### Task brief
Reproduce the passage of the mailing-list reply on accessing SCSI devices larger than 2TB from "From: Kenneth D." to "command, which *fails*.", word for word.
start Document excerpt
Re: Accessing SCSI-Devices >2TB

From: Kenneth D. Merry <ken_at_freebsd.org>
Date: Sat, 11 Jun 2005 21:54:40 -0600
On Sun, Jun 12, 2005 at 00:25:08 +0200, Raphael H. Becker wrote:
> On Fri, Jun 10, 2005 at 09:07:18AM -0600, Kenneth D. Merry wrote:
> 
> > > and here the relevant diffs:
> > > http://rabe.uugrn.org/temp/FreeBSD/bigraid/dmesg.knoppix_diff.txt
> > 
> > This is quite interesting:
> [....]
> > Linux notices that the device returned 0xffffffff as the capacity in
> > response to a READ CAPACITY(10) command, so it tries a READ CAPACITY(16)
> > command, which *fails*.
> > 
> > So even under Linux you aren't getting the full capacity of your device,
> > you're only getting 2TB.
end Document excerpt
start Supplied data
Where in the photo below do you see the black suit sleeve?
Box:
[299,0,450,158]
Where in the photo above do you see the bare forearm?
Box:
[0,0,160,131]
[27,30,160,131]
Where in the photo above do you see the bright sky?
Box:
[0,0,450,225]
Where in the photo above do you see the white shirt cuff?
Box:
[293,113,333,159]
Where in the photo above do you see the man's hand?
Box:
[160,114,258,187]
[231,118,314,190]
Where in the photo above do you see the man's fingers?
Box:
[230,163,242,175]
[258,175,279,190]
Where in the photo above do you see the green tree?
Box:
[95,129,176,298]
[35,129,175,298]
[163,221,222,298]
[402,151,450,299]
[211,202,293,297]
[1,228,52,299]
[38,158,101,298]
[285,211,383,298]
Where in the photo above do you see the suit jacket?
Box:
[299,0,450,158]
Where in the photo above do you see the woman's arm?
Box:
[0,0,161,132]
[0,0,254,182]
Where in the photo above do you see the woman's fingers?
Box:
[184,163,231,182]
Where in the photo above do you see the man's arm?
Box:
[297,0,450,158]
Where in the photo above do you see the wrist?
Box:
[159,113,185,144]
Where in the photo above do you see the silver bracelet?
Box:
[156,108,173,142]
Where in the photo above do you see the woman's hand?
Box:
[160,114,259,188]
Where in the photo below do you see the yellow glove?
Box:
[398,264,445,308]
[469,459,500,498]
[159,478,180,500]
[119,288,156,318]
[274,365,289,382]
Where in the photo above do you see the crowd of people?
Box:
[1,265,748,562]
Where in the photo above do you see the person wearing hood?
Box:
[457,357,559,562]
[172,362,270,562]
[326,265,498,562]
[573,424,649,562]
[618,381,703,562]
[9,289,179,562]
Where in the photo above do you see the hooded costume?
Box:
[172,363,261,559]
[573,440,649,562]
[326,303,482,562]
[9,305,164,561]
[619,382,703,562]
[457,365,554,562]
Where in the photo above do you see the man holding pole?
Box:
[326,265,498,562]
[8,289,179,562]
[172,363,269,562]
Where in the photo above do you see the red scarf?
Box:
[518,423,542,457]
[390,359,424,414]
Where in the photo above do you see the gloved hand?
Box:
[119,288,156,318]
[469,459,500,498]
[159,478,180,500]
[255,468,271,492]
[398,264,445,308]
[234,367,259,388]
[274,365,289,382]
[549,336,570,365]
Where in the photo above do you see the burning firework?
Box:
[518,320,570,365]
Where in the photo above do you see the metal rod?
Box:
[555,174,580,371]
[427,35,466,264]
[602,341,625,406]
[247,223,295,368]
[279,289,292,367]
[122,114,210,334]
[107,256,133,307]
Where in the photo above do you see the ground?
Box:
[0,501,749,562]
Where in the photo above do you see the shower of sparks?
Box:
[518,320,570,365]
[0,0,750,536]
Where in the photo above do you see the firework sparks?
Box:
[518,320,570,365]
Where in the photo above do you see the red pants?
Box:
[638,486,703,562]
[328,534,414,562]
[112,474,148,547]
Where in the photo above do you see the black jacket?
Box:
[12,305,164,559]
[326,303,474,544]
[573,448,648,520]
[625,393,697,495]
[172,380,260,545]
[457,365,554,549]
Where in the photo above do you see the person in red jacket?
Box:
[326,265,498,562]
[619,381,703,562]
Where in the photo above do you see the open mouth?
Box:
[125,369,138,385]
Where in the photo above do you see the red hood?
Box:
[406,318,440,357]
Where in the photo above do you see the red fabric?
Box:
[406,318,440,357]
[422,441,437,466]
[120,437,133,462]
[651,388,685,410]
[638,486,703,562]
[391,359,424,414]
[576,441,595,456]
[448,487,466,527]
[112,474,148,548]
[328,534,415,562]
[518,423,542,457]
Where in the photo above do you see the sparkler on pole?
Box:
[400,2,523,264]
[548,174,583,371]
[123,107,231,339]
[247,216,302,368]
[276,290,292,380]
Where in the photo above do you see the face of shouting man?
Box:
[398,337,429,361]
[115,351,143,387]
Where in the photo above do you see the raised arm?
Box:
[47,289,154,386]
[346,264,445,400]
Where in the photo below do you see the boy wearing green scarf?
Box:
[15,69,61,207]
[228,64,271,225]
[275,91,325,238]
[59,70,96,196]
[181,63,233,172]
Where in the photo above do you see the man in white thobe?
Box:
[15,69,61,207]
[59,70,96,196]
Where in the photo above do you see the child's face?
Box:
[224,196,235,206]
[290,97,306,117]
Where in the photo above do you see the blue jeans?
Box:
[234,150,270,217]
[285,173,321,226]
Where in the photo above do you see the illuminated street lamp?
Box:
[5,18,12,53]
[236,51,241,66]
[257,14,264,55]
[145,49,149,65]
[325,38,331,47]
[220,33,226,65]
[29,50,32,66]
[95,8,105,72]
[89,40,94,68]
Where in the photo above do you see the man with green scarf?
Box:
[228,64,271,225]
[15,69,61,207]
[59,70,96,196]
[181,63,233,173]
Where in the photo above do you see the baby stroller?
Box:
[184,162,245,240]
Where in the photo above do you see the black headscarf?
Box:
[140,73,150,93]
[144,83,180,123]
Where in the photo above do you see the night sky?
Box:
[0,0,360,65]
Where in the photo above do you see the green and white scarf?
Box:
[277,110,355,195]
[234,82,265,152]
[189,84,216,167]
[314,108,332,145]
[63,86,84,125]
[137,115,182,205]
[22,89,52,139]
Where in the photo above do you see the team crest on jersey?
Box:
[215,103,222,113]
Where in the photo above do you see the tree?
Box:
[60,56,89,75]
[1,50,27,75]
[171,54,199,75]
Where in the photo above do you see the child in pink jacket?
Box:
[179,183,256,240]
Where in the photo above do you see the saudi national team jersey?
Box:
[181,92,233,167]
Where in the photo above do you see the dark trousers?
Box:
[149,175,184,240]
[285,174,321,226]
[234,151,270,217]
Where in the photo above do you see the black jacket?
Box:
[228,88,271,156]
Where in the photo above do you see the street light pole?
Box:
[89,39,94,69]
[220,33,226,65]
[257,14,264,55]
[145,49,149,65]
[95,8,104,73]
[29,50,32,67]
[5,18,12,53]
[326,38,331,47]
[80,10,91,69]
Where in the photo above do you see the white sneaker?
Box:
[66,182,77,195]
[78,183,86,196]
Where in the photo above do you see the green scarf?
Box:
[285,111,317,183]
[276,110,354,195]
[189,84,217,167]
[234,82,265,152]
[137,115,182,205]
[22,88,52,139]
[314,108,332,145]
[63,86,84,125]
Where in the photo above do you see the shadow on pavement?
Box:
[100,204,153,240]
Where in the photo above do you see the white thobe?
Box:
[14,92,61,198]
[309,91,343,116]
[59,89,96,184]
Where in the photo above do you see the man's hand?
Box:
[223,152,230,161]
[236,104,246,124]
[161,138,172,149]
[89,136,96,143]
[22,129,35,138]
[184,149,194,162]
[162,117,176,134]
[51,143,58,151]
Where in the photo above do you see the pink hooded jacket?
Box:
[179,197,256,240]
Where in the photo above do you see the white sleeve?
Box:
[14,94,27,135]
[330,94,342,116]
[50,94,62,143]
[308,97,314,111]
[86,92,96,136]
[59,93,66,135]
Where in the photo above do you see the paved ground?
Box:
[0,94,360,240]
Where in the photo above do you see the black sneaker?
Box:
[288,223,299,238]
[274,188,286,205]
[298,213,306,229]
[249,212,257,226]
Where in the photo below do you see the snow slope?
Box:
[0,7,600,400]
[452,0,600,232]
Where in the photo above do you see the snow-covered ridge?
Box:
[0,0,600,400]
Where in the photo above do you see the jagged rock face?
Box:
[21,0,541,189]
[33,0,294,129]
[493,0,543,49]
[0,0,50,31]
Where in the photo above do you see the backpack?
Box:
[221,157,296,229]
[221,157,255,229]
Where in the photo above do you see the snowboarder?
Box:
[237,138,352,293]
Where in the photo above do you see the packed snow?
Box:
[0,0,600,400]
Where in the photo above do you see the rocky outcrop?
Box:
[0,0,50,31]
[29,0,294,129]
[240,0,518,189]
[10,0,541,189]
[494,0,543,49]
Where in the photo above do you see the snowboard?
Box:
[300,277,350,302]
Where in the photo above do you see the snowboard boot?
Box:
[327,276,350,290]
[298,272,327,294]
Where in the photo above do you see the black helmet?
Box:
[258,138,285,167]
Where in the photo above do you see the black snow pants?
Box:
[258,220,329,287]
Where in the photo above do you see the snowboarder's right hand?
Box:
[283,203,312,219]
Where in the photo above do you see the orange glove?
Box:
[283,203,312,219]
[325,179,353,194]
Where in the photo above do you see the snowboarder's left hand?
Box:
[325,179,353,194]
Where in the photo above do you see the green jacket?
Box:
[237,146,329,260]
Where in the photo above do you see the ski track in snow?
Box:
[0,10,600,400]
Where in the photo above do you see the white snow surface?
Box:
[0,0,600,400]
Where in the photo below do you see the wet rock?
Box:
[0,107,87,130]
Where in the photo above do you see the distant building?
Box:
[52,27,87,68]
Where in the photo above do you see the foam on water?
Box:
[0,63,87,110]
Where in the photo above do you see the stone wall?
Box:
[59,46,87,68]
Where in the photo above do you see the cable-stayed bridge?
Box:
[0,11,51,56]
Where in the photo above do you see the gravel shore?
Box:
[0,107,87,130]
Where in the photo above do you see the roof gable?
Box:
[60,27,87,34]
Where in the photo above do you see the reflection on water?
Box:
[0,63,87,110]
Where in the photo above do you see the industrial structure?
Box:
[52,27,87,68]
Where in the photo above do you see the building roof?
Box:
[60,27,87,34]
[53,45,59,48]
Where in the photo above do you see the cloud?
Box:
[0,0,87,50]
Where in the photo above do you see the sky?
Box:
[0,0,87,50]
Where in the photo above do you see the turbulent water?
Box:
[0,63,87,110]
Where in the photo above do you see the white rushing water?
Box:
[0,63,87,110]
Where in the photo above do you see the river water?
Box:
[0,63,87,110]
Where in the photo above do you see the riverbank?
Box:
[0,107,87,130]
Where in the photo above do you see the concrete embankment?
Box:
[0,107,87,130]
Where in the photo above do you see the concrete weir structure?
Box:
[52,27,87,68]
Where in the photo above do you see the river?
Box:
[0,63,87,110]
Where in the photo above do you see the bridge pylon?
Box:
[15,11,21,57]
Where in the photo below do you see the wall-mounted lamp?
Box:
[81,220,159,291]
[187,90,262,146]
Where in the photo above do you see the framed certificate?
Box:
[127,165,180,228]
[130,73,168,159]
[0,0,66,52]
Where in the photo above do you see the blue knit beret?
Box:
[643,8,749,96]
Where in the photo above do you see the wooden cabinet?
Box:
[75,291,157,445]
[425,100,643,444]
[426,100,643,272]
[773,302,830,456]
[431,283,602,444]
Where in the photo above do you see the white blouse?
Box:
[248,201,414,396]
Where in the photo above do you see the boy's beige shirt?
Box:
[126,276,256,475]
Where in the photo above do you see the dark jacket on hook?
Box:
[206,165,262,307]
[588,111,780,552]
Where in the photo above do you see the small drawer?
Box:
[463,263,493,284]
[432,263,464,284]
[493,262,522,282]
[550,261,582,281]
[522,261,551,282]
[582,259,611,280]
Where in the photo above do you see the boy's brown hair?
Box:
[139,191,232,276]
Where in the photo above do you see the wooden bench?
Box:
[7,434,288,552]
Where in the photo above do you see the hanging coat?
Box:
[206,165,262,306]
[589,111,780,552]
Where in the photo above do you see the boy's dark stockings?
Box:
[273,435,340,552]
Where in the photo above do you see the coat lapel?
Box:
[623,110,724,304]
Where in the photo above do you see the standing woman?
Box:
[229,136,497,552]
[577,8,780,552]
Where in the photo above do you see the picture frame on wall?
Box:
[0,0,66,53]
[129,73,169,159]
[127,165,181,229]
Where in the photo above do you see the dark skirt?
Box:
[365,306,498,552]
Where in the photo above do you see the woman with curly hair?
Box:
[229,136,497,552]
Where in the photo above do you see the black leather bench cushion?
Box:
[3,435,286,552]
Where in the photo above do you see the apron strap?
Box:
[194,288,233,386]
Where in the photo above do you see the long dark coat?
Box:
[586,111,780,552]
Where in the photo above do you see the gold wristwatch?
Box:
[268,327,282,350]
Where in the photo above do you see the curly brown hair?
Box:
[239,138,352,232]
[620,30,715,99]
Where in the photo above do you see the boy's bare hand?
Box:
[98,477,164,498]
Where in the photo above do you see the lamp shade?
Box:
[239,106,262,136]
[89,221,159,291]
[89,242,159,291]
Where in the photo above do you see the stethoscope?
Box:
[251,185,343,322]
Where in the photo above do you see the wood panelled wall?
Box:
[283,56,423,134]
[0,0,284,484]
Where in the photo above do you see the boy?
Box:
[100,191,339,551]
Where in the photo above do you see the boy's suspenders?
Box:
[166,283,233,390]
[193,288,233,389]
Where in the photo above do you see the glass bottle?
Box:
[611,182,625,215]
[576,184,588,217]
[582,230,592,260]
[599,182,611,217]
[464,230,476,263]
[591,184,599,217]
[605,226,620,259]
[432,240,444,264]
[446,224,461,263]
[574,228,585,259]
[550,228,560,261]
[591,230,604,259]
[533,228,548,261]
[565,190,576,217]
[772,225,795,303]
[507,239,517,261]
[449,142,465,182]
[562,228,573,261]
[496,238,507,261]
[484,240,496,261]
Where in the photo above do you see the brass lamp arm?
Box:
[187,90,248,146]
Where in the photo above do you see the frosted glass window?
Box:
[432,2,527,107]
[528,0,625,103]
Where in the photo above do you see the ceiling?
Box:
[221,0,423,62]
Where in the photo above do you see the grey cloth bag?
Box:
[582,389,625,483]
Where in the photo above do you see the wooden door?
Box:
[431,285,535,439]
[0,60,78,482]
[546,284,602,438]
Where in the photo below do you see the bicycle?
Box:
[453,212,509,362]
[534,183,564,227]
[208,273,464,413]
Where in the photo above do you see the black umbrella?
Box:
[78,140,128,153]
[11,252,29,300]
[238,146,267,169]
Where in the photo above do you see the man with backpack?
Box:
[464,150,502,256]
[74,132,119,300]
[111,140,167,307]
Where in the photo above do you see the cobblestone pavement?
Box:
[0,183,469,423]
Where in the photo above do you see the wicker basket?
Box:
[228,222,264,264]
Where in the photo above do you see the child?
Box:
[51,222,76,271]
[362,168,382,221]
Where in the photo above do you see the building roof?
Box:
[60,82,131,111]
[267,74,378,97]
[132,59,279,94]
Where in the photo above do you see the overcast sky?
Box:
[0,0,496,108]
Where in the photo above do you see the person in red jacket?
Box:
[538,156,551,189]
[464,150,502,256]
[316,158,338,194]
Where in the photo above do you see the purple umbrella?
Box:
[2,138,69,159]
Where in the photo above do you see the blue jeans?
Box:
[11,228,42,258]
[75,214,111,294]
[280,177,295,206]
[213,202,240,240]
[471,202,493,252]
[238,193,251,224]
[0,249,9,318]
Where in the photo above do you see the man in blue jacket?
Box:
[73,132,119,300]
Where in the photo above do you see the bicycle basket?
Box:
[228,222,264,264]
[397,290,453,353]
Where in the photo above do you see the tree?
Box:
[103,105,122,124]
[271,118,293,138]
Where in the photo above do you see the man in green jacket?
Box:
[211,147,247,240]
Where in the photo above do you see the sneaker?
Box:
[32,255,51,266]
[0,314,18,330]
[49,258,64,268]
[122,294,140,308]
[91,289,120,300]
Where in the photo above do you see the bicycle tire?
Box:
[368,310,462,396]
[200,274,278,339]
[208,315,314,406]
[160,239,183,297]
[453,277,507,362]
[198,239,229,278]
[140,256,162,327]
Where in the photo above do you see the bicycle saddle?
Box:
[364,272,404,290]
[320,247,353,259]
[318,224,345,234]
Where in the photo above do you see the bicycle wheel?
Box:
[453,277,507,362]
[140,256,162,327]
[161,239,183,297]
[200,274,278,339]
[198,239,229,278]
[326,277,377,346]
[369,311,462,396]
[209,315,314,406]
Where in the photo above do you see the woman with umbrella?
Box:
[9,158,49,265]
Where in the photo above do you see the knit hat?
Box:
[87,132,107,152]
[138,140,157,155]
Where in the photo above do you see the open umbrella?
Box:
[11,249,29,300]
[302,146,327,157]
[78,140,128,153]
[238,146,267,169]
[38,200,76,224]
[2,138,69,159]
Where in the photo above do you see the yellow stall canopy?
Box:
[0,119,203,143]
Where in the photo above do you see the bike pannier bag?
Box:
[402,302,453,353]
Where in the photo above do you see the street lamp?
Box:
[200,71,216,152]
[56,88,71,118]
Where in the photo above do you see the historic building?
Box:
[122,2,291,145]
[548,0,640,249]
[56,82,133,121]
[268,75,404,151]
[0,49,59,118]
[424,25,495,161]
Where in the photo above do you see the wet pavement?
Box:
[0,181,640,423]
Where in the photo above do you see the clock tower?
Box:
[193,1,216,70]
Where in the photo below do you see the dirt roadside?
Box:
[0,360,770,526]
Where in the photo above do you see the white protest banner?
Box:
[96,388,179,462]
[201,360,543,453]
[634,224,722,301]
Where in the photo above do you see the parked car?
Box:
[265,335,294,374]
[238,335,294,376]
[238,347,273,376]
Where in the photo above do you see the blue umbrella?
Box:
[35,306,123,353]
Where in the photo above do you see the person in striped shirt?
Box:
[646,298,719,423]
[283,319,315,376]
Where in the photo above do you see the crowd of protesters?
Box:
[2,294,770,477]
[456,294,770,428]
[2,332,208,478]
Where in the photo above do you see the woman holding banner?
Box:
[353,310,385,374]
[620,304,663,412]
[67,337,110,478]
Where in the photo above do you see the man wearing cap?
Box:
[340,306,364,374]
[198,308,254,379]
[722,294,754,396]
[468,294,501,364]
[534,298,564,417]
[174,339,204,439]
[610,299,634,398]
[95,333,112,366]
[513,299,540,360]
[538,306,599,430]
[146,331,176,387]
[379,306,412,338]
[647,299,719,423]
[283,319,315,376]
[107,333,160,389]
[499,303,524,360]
end Supplied data
### Correct output
From: Kenneth D. Merry <ken_at_freebsd.org>
Date: Sat, 11 Jun 2005 21:54:40 -0600
On Sun, Jun 12, 2005 at 00:25:08 +0200, Raphael H. Becker wrote:
> On Fri, Jun 10, 2005 at 09:07:18AM -0600, Kenneth D. Merry wrote:
> 
> > > and here the relevant diffs:
> > > http://rabe.uugrn.org/temp/FreeBSD/bigraid/dmesg.knoppix_diff.txt
> > 
> > This is quite interesting:
> [....]
> > Linux notices that the device returned 0xffffffff as the capacity in
> > response to a READ CAPACITY(10) command, so it tries a READ CAPACITY(16)
> > command, which *fails*.